» **HOW TO COMPLETE THIS TASK**
Resume the milrinone study abstract from the point where it stops.

» **TEXT**
Background: The dose of milrinone should be reduced in patients with renal failure. However, there is little data examining the relationship between plasma concentration of milrinone (pCmil) and renal function in intravenous infusion.

Methods: We evaluated the pCmil relative to renal function during intravenous infusion. We enrolled 10 heart failure patients. Milrinone was continuously infused at a rate of 0.2 μg/kg/min. Blood samples were collected at 6, 12, 24, and 48 h after the beginning of infusion. Urine was sampled during the first 24 h to calculate creatinine clearance (CLcr) and renal clearance of milrinone (rCLmil).

[Free-text object descriptions]
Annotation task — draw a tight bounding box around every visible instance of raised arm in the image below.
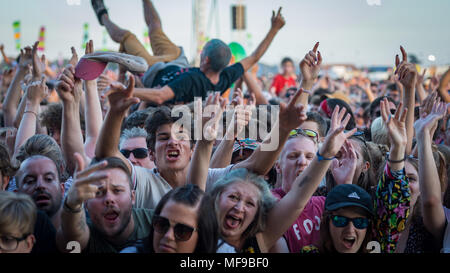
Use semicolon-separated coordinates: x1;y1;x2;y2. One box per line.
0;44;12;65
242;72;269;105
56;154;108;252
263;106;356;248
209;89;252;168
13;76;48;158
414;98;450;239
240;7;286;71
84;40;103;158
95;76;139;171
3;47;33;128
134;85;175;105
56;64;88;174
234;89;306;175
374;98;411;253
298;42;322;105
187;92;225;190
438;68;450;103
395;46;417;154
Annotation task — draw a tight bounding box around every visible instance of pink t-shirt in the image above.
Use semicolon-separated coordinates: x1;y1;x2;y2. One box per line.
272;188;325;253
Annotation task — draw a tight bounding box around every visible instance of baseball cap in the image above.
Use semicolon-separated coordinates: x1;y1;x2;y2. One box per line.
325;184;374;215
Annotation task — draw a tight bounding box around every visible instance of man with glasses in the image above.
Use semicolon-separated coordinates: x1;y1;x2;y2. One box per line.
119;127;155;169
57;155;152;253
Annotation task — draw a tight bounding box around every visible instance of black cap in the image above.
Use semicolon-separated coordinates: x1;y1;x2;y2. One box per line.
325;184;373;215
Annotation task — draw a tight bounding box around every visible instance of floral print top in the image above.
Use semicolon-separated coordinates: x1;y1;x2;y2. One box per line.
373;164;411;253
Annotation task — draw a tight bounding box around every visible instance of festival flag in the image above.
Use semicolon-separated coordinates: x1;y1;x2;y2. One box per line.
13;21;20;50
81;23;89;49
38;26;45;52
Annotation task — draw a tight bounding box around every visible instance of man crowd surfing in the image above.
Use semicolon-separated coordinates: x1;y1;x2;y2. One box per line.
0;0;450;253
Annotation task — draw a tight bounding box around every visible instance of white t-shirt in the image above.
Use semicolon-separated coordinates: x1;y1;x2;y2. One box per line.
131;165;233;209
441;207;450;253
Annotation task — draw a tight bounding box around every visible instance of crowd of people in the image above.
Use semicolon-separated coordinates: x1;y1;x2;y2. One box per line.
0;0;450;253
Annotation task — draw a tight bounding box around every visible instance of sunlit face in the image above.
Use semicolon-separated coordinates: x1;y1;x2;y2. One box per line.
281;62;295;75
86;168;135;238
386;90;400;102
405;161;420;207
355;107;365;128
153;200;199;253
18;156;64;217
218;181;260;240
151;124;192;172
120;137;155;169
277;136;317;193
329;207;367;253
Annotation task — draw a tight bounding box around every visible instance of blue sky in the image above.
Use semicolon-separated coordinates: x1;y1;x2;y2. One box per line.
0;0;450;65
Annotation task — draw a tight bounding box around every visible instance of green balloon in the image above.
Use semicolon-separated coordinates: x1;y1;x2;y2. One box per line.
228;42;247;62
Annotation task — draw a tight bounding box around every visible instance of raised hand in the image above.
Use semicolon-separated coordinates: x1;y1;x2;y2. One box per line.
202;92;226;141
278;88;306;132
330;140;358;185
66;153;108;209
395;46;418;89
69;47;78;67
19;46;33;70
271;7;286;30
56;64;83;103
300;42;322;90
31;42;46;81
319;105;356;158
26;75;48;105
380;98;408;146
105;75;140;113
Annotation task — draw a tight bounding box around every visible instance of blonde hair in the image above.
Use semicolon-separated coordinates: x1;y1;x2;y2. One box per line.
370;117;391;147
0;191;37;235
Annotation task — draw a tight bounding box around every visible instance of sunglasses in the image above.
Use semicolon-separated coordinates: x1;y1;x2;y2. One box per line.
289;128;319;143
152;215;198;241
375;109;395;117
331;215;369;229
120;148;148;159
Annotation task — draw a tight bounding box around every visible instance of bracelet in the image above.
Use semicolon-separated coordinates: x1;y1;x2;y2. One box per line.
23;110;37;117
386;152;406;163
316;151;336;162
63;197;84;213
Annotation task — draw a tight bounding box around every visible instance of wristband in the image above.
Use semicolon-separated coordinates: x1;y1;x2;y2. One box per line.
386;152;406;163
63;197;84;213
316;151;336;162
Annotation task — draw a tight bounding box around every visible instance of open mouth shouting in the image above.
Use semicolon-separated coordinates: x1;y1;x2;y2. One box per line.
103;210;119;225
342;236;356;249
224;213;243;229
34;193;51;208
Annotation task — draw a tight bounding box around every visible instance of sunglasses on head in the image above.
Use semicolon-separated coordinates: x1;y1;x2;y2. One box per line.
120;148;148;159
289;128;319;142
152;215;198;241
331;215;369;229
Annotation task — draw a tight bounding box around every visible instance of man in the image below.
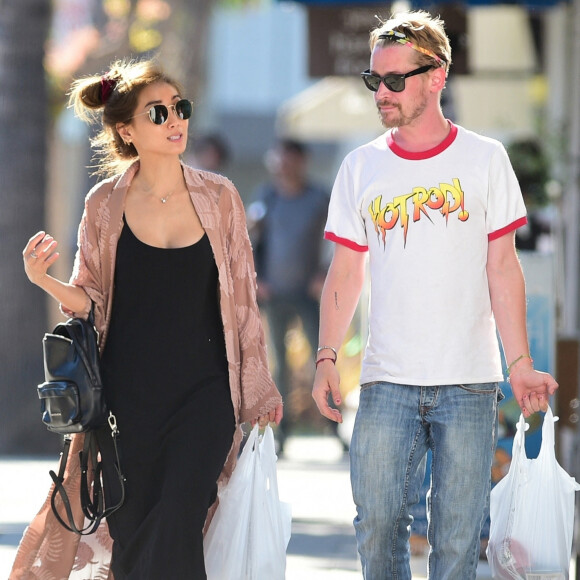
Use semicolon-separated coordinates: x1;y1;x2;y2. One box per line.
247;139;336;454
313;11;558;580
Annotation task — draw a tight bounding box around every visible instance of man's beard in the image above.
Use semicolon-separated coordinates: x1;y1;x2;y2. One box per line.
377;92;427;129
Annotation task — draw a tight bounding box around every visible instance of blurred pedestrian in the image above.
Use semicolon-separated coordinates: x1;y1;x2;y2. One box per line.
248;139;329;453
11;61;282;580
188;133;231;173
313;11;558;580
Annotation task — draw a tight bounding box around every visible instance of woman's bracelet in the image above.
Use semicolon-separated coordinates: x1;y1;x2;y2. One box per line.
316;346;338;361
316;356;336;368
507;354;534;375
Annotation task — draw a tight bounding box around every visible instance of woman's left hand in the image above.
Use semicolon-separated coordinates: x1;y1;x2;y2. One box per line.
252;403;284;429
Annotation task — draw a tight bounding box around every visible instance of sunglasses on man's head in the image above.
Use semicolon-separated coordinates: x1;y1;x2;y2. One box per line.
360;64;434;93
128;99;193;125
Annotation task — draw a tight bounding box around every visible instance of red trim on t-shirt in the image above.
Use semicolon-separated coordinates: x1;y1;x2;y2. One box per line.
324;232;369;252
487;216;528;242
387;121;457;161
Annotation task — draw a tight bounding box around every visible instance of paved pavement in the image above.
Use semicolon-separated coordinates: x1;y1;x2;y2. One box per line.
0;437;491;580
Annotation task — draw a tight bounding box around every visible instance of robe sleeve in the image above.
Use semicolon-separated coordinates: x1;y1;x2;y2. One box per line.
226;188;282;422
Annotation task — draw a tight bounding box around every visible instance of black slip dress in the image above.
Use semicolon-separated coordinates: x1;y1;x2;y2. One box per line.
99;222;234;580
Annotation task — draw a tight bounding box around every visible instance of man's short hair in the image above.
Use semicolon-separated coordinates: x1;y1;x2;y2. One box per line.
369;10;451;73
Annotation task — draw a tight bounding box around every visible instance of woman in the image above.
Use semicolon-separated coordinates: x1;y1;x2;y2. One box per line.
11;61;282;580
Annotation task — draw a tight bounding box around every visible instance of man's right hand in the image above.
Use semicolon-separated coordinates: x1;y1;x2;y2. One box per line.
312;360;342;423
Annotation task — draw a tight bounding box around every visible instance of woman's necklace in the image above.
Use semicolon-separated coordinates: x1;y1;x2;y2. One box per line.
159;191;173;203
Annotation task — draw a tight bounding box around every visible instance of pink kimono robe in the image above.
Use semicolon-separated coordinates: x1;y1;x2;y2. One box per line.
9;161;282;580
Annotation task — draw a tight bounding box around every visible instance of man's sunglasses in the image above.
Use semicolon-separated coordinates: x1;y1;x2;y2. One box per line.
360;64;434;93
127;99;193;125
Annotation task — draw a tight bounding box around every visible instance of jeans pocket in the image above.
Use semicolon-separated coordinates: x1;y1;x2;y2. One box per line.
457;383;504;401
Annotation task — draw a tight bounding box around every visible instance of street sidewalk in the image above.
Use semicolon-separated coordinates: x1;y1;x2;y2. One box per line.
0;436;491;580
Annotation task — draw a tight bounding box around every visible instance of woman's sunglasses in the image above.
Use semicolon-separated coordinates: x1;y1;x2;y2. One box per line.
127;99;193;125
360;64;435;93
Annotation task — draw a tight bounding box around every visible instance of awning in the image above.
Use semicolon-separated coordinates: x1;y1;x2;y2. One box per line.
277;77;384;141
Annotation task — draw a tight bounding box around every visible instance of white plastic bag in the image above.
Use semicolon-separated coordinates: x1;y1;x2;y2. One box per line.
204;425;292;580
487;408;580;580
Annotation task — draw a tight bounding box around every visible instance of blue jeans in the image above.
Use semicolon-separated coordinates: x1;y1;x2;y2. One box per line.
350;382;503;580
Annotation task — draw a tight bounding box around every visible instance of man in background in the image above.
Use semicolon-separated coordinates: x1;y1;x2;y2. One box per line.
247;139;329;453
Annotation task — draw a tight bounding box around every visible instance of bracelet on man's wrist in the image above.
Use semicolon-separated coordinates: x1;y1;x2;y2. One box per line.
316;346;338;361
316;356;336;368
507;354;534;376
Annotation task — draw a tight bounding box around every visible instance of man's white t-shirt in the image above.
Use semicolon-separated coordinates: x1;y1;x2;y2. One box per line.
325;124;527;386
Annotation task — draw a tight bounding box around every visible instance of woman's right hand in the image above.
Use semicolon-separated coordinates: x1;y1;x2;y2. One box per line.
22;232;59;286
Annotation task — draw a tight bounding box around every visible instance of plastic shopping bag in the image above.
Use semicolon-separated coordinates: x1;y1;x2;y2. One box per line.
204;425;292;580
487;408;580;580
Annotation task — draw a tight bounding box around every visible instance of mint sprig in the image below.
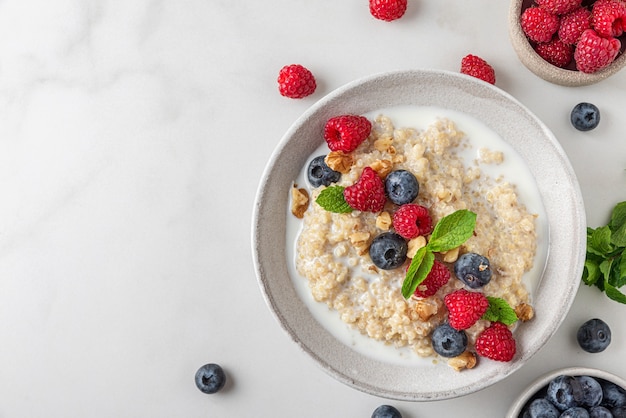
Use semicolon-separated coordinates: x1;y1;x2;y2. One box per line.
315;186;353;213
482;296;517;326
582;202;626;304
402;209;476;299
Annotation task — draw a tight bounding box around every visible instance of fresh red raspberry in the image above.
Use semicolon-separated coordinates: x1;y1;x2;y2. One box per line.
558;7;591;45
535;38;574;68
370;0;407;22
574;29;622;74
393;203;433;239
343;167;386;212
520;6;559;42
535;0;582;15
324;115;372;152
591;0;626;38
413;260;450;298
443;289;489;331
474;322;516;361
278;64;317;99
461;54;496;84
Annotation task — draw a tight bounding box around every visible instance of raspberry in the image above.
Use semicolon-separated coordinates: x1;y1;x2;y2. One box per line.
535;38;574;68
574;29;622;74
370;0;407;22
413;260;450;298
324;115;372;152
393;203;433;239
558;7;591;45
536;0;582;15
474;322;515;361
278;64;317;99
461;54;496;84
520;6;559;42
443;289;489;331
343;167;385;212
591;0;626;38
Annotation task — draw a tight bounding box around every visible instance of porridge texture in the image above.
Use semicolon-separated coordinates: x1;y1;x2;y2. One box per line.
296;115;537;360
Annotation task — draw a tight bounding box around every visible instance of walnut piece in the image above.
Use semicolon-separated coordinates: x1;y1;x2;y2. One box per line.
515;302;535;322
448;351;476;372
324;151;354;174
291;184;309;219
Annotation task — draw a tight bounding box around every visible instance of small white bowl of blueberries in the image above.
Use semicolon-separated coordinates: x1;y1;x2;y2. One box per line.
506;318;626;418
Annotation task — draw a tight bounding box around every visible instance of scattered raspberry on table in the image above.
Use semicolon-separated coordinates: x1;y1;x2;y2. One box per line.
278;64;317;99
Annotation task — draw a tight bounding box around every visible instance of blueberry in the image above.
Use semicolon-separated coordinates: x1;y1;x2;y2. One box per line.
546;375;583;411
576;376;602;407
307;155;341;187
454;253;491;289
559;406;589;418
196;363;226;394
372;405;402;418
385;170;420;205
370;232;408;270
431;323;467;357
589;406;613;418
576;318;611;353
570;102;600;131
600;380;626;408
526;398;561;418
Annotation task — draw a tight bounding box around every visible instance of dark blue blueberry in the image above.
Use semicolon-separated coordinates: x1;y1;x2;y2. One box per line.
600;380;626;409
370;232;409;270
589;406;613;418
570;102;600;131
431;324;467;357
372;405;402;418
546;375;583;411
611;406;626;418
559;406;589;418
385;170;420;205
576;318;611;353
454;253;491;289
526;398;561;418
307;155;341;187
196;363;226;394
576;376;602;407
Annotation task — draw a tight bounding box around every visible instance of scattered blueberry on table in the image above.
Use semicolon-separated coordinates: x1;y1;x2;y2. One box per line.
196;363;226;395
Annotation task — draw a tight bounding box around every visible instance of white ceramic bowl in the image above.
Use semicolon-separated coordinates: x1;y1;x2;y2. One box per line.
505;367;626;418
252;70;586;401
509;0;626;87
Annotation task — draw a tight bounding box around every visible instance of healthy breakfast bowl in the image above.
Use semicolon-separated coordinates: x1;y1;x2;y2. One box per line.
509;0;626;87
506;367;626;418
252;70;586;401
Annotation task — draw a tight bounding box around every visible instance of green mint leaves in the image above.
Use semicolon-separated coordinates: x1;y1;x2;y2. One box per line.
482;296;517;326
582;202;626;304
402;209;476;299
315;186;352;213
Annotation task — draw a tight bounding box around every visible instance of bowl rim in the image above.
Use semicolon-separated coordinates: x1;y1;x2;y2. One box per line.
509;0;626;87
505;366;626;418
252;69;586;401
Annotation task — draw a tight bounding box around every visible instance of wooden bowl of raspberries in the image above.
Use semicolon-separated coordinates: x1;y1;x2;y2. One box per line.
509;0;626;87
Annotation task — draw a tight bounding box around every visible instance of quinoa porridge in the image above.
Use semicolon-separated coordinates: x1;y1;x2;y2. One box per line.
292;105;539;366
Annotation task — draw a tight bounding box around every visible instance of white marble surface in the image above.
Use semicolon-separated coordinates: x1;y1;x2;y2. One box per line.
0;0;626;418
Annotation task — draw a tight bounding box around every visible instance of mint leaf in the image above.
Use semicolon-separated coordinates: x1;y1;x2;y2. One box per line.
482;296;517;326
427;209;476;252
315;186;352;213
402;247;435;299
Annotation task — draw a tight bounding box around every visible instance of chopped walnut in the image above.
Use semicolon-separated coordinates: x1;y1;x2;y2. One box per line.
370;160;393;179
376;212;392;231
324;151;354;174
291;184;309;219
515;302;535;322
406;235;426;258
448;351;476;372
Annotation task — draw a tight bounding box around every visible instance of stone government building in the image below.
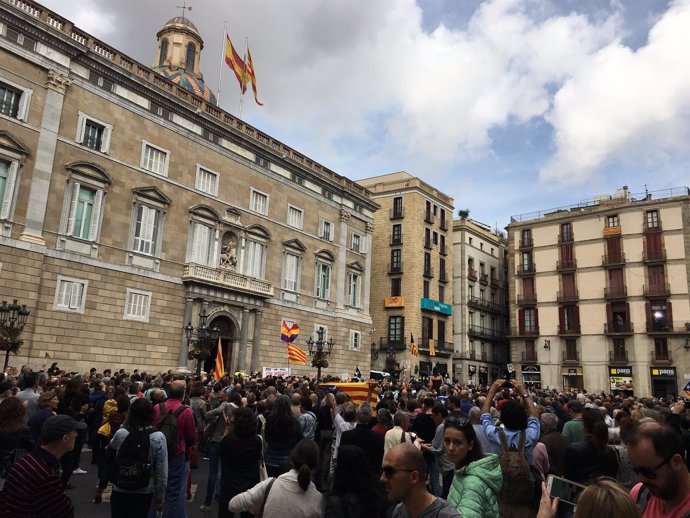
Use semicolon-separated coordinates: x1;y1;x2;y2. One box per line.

» **EXERCISE RESPONSE**
Results: The pCmil exhibited stability over 6 h after the beginning of infusion. During the first 24 h, CLcr and rCLmil were 62.2±30.6 ml/min and 1.67±0.77 ml/kg/min (106.2±60.3 ml/min), respectively. The rCLmil was highly correlated with CLcr. Y=1.77X−3.89 (X, CLcr; Y, rCLmil; R2=0.809, P<0.0001). Significant correlations were observed between CLcr and the plasma concentration during the continuous infusion. This correlation was expressed as the equation Y=51.1 × (BW/X)+28.2 (X; CLcr, Y; plasma concentration; BW, body weight; R2=0.695, P<0.01).

Conclusion: The pCmil exhibited stability 6 h or later after the continuous infusion of milrinone 0.2 μg/kg/min. The pCmil can be estimated by the value of CLcr and BW.